In the world of pay-per-click advertising, a keyword can have different variations. For Google AdWords and Bing Ads, there are five variations, called “match types.” Each one has a specific use that can be leveraged by savvy PPC marketers to improve performance.
This is the default setting for new keywords in most platforms. As its name suggests, it also gives search engines the most latitude when matching your keyword(s) to a specific search query. Both the search query and the keyword can be multiple words. With broad match, your keyword can match a query with the words in any order. It can also match synonyms.
For example, if your keyword were “red shoes,” your ad could appear for multiple search queries, such as “buy red shoes,” “shoes that are red,” “ruby shoes,” and “ruby slippers” — ruby is a shade of red and slippers are a kind of shoe.
Broad match is sometimes too expansive, as in the example above. But it can be good, too. Google reports that as many as 20 percent of monthly searches are unique, meaning it’s the first time the searches have appeared. As an advertiser you don’t want to have to generate 20 percent more keywords each month and hope you guessed right. Broad match can help you catch those new queries. And if you’re interested in a little more control, consider the next match type: modified broad match.
Modified Broad Match
To modify your broad match keywords you simply add the “+” sign in front one or more words. So “red shoes” becomes “+red +shoes.” The benefit is that the modifier tells the search engine your ad should only be eligible if the word marked with a “+” is present.
So now our keyword “+red +shoes” would be eligible for searches like “buy red shoes” and “shoes that are red.” But it would not be eligible for searches like “ruby slippers” or “magenta shoes” or “red Nikes.”

◆ Short task 1 ◆
List each line of the records below that contains the string "handbag". Uppercase and lowercase count as different.
The passage on keyword match types has no connection to the records.

◆ Provided material ◆
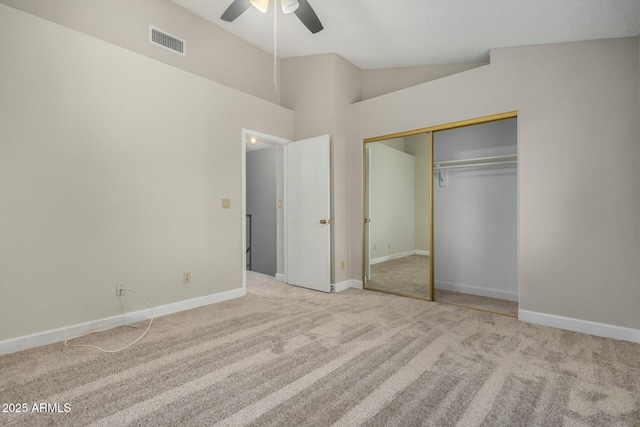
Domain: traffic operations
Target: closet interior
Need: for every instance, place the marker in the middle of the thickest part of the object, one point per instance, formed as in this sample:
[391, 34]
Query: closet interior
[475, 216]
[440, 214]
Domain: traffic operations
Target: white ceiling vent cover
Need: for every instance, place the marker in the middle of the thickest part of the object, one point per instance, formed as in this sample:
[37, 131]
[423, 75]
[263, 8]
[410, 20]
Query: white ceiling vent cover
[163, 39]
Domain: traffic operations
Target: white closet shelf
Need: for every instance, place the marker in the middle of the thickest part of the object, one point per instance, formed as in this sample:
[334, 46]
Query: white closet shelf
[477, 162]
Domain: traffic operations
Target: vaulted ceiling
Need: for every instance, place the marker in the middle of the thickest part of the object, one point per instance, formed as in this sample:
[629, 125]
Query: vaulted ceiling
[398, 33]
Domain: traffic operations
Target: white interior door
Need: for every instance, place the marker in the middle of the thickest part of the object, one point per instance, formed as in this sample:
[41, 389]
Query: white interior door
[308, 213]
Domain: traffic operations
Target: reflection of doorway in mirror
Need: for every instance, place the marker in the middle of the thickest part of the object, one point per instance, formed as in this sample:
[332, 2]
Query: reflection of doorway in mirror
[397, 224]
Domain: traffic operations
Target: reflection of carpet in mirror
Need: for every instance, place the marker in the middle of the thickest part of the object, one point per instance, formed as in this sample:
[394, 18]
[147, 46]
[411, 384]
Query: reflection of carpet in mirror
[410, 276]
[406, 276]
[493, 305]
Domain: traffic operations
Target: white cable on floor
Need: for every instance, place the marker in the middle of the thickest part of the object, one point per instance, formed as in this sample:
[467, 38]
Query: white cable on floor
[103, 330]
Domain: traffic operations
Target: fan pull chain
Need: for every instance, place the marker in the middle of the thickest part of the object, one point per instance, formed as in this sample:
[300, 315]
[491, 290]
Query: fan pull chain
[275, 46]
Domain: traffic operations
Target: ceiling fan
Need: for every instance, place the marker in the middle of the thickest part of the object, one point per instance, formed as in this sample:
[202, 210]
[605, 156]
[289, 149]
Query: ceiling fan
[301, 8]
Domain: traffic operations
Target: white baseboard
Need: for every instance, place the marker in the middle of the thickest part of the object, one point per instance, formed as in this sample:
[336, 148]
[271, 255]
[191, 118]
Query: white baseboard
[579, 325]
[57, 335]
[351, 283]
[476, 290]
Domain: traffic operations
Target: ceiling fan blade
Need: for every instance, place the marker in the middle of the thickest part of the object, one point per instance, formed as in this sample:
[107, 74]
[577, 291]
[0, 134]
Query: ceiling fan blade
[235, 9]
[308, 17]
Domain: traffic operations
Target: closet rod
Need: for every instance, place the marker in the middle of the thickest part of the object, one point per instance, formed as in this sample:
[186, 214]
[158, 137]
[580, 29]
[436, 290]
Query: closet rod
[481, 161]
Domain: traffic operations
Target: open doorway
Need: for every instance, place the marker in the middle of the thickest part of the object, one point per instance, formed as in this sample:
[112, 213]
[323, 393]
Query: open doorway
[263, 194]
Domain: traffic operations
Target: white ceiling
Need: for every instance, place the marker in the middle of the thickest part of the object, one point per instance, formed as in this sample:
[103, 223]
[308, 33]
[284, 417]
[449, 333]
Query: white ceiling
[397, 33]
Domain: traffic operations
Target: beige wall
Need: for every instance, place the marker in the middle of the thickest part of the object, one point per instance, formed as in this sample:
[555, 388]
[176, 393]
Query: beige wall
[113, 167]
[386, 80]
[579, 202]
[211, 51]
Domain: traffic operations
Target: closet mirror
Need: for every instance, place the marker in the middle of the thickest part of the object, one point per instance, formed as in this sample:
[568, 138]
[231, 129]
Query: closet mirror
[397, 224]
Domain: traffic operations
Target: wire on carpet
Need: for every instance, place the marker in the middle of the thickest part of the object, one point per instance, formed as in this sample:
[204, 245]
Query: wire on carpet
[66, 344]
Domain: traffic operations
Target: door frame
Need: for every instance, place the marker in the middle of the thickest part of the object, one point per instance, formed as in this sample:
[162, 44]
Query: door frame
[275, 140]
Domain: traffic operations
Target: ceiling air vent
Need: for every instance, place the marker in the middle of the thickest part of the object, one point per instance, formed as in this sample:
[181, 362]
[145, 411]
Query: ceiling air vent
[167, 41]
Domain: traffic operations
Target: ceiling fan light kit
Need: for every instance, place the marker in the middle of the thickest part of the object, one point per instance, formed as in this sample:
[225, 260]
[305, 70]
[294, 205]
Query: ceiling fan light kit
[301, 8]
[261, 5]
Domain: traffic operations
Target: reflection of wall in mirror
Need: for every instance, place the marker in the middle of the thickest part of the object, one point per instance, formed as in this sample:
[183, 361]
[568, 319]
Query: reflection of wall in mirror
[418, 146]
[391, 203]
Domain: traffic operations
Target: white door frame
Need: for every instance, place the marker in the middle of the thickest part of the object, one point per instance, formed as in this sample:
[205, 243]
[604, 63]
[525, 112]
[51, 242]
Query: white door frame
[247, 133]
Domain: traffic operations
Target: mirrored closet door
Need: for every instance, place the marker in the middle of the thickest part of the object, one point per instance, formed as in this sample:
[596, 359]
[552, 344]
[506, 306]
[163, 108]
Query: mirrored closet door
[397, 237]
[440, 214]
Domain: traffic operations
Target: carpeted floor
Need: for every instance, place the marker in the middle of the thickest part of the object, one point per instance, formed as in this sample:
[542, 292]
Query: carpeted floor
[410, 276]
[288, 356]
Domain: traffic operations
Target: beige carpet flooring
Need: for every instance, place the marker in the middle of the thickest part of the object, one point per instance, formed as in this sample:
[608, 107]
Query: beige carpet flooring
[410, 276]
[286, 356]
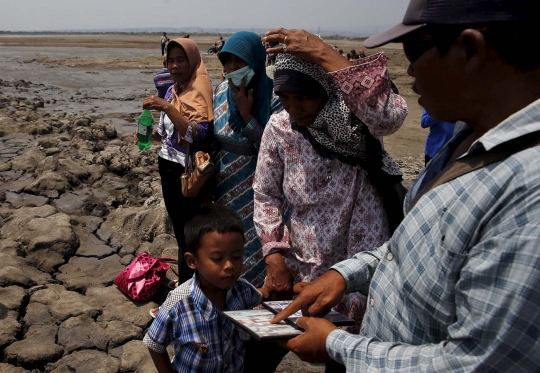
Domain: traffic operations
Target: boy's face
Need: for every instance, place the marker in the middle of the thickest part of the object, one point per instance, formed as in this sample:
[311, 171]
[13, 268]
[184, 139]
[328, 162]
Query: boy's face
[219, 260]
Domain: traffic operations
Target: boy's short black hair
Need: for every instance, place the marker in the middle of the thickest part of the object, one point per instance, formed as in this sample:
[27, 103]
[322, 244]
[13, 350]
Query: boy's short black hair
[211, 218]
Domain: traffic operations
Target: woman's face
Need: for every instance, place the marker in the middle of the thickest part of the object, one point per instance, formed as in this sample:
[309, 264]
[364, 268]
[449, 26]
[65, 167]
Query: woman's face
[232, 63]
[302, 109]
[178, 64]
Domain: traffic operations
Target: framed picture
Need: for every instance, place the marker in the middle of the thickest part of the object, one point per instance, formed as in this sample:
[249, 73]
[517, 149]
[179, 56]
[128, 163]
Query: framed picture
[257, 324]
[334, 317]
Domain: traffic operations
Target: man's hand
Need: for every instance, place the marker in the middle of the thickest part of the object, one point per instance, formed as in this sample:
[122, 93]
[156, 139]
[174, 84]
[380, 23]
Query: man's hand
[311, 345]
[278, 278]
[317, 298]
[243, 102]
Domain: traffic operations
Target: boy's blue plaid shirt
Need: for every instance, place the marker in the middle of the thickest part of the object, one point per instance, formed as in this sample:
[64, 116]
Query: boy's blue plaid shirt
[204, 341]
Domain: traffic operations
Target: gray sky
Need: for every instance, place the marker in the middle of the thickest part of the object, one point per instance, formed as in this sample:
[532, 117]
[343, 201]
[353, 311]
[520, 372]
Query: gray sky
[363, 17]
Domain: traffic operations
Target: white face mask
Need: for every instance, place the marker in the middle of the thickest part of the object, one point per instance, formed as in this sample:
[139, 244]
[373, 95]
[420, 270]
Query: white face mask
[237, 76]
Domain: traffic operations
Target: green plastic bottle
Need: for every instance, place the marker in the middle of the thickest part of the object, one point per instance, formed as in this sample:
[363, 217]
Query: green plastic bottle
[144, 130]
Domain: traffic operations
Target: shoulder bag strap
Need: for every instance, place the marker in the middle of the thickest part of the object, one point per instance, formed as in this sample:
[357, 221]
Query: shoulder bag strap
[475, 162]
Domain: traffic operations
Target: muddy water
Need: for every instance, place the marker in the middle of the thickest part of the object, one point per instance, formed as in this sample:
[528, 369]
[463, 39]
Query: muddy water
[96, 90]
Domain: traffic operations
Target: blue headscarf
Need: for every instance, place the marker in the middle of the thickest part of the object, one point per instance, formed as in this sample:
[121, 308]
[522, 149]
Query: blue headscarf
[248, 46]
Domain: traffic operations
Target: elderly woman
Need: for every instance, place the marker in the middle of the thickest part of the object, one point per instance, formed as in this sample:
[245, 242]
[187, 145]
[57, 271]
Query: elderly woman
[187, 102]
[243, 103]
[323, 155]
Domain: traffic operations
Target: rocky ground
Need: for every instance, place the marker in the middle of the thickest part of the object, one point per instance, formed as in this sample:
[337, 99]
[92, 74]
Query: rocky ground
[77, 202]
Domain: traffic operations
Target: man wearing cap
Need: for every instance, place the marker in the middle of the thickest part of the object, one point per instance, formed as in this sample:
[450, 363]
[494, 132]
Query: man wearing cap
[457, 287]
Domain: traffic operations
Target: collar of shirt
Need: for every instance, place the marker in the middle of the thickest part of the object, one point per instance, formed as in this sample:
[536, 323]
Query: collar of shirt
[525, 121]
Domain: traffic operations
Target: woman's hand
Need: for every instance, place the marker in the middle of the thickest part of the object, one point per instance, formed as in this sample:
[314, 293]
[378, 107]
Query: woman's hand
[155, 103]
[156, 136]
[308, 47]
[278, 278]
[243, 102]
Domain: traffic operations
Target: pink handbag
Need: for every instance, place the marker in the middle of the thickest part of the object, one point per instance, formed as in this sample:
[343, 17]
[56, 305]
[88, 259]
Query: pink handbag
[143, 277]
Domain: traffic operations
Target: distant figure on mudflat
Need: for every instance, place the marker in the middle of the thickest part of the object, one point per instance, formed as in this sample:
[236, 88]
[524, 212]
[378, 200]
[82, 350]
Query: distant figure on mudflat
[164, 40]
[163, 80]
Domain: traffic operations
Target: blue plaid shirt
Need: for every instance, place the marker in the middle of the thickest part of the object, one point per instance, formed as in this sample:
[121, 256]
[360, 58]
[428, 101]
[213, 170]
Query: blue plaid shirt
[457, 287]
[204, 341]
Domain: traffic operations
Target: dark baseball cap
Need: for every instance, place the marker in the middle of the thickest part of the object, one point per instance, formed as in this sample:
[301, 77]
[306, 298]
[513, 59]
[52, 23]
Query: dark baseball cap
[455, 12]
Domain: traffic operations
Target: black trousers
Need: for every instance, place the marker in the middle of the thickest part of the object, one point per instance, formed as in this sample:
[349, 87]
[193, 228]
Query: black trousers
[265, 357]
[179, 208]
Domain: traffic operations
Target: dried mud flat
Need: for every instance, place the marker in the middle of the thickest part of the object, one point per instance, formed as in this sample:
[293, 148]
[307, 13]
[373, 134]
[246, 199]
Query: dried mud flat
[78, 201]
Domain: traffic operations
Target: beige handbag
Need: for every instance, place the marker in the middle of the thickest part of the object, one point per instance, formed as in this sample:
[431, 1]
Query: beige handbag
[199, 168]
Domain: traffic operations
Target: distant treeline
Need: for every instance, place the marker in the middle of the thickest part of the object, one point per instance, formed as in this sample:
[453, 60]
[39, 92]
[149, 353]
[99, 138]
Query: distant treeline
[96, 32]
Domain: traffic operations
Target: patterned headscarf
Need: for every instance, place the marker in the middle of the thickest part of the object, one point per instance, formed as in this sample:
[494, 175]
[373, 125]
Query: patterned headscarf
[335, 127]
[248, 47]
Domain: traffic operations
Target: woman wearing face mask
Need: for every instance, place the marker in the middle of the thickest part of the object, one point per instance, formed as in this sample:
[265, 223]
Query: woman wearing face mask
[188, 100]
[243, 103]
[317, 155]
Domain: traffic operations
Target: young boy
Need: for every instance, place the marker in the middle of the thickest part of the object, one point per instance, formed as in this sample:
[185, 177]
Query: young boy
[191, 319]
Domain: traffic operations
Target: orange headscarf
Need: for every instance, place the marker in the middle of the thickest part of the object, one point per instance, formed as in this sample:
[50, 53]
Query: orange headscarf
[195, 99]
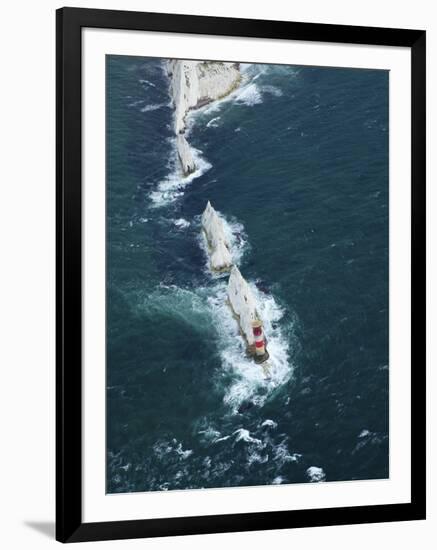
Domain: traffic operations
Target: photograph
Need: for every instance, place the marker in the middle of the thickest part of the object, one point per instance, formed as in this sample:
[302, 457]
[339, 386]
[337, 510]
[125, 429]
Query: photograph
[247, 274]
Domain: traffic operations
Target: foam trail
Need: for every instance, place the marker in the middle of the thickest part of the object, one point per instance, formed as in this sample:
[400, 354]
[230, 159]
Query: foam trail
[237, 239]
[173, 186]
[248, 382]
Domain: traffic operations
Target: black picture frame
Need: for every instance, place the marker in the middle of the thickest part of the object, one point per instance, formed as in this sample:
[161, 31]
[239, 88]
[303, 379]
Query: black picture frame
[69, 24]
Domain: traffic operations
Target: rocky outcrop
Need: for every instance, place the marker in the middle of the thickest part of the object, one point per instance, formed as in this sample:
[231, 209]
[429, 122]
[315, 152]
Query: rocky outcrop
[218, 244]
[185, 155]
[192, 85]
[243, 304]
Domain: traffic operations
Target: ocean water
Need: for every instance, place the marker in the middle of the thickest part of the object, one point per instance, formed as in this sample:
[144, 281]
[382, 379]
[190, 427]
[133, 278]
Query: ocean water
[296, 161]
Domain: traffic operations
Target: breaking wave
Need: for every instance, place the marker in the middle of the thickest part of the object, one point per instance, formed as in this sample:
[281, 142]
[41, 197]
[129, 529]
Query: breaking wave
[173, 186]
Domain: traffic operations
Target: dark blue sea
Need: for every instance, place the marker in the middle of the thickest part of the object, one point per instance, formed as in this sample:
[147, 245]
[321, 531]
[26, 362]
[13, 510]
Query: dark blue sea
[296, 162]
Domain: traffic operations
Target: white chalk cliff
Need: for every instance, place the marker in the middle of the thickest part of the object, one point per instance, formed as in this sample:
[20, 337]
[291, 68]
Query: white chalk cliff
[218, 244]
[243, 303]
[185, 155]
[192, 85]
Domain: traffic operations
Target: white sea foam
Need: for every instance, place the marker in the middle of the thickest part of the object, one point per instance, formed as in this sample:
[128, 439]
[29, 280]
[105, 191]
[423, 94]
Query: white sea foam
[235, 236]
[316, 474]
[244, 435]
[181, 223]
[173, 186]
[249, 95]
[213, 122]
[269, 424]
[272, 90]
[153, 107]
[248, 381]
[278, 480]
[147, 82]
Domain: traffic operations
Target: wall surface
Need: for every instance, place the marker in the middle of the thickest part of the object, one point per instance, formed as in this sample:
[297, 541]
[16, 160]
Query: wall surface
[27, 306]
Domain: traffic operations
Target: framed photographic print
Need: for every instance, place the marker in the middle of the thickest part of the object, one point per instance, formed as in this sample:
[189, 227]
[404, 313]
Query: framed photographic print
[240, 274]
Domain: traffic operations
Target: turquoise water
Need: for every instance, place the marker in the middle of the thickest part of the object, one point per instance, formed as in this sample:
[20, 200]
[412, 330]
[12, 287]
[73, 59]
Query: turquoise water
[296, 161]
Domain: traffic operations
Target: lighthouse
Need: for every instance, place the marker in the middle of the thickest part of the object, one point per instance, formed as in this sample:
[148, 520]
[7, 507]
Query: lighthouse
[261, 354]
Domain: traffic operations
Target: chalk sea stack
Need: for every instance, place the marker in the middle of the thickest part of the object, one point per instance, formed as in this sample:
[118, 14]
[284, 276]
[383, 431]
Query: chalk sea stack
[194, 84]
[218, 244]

◆ Short task 2 ◆
Reproduce the passage on keyword match types in full, word for word.

◆ Correct output 1 ◆
Target: pink handbag
Query: pink handbag
Target: beige handbag
Query: beige handbag

◆ Correct output 2 ◆
In the world of pay-per-click advertising, a keyword can have different variations. For Google AdWords and Bing Ads, there are five variations, called “match types.” Each one has a specific use that can be leveraged by savvy PPC marketers to improve performance.
This is the default setting for new keywords in most platforms. As its name suggests, it also gives search engines the most latitude when matching your keyword(s) to a specific search query. Both the search query and the keyword can be multiple words. With broad match, your keyword can match a query with the words in any order. It can also match synonyms.
For example, if your keyword were “red shoes,” your ad could appear for multiple search queries, such as “buy red shoes,” “shoes that are red,” “ruby shoes,” and “ruby slippers” — ruby is a shade of red and slippers are a kind of shoe.
Broad match is sometimes too expansive, as in the example above. But it can be good, too. Google reports that as many as 20 percent of monthly searches are unique, meaning it’s the first time the searches have appeared. As an advertiser you don’t want to have to generate 20 percent more keywords each month and hope you guessed right. Broad match can help you catch those new queries. And if you’re interested in a little more control, consider the next match type: modified broad match.
Modified Broad Match
To modify your broad match keywords you simply add the “+” sign in front one or more words. So “red shoes” becomes “+red +shoes.” The benefit is that the modifier tells the search engine your ad should only be eligible if the word marked with a “+” is present.
So now our keyword “+red +shoes” would be eligible for searches like “buy red shoes” and “shoes that are red.” But it would not be eligible for searches like “ruby slippers” or “magenta shoes” or “red Nikes.”